Según el texto de lectura sobre la misa de despedida del curso, ¿quién escribió los versos del Salve madre?

» TEXTO DE LECTURA:
____

Nos lo habían dicho durante todo el curso. En medio de aquel estado de zozobra sólo podíamos pedir ayuda a nuestra Madre. Ella nos escucharía y nos ayudaría si ¡lo pedíamos con fe! y nuestra fe era firme, segura, inquebrantable e indestructible. La fe de nuestra infancia, la fe de nuestros pocos años.
Mientras estos pensamientos rondaban por mi mente, la Misa avanzaba. Tras el Gloria, las palabras del padre, recordándonos que conserváramos limpias nuestras almas durante aquel verano, el credo, el ofertorio, las plegarias de la Eucaristía, la comunión y al final la salve a la Virgen. Para algunos, la última. ¡Cómo sonaban las voces de plata de aquellos chiquillos, cantando a su Madre! ¡Con qué fe nuestros ojos de niños se clavaban en los ojos de la Señora! ¡Con qué amor entonábamos aquellos versos del Salve madre escrito por el jesuita Carlos González Vallés y musicalizado por Eduardo Torres!
Mientras mi vida alentare,
todo mi amor para ti;
mas, si mi amor te olvidare,
Madre mía, Madre mía,
aunque mi amor te olvidare,
tú no te olvides de mí.
todo mi amor para ti;
mas, si mi amor te olvidare,
Madre mía, Madre mía,
aunque mi amor te olvidare,
tú no te olvides de mí.
El ritual de despedida y la bendición del sacerdote nos devolvían a la realidad de nuestro primer día de vacaciones. Salíamos de la Capilla. En el patio tenían lugar los apretones de manos, los abrazos, risas, y manifestaciones de afecto de los compañeros; después, la despedida respetuosa de los profesores y la última mirada interrogante intentando adivinar el futuro y el contenido de la carta terrible que nos aseguraba nuestra continuidad un año más, o nos comunicaba la tan temida expulsión.

____

» DATOS PROPORCIONADOS:
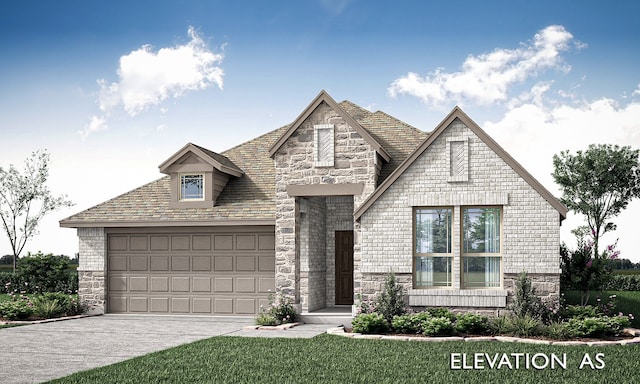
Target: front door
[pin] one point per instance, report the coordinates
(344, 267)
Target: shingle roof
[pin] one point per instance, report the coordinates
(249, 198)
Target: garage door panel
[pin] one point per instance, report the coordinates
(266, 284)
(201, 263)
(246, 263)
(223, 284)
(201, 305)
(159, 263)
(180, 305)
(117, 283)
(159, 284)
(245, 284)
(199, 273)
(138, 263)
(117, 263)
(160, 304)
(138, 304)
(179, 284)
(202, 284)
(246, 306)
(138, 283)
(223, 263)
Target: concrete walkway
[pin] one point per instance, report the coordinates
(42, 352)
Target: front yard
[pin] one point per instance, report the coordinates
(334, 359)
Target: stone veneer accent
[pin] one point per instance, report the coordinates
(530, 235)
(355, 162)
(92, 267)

____

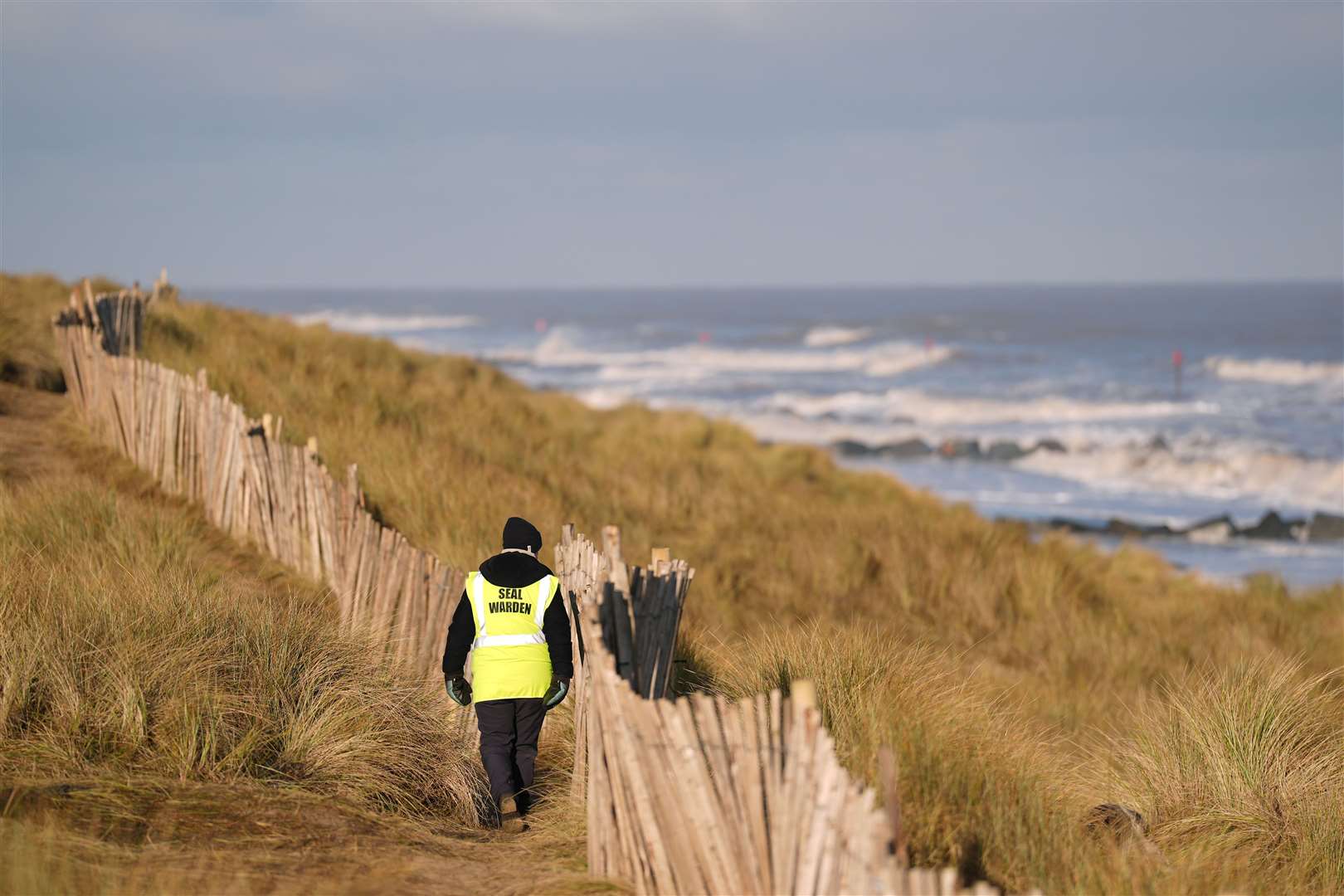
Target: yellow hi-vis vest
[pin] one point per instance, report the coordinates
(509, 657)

____

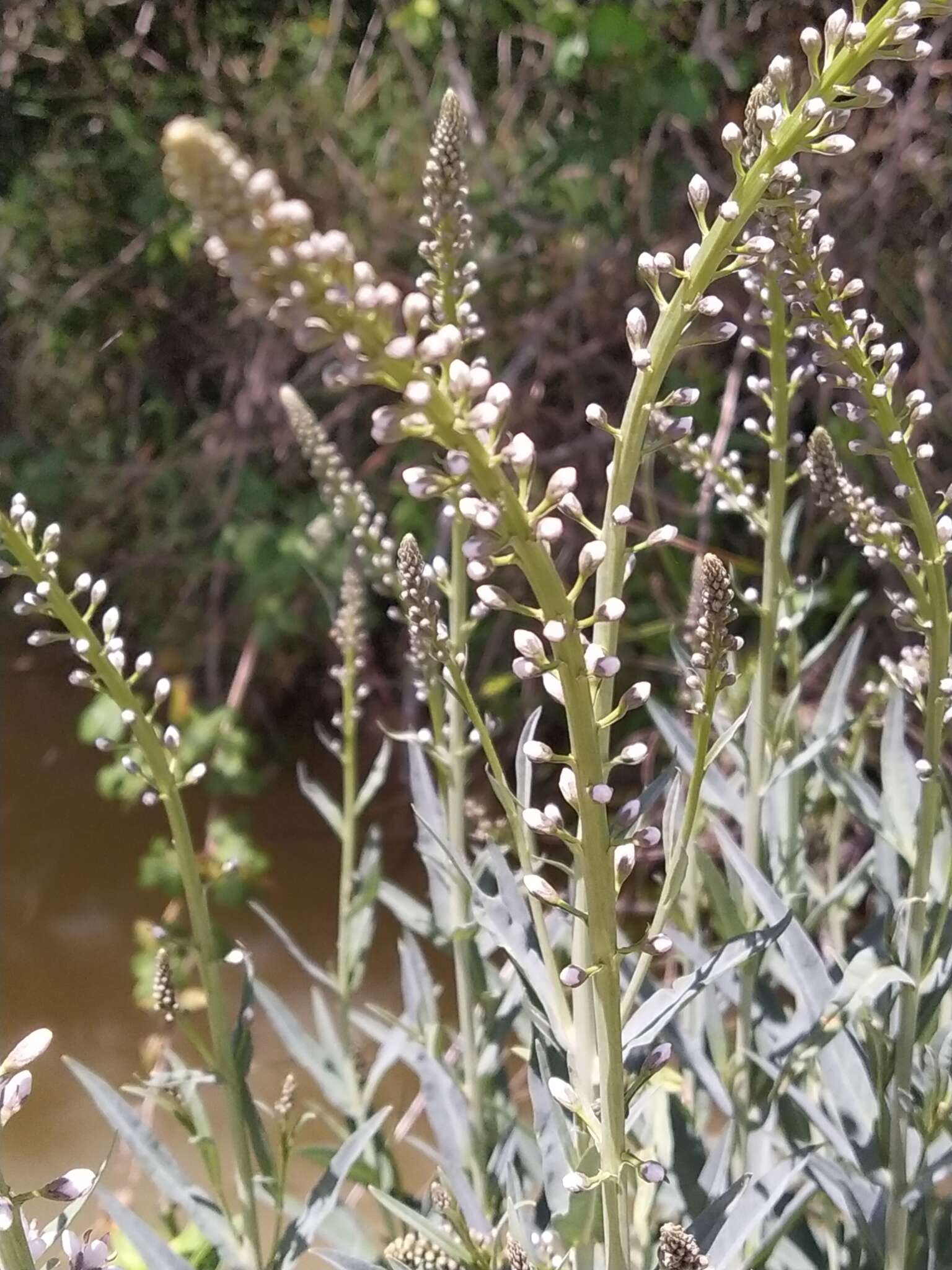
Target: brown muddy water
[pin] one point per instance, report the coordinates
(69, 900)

____

» SOLUCIÓN: El jesuita Carlos González Vallés.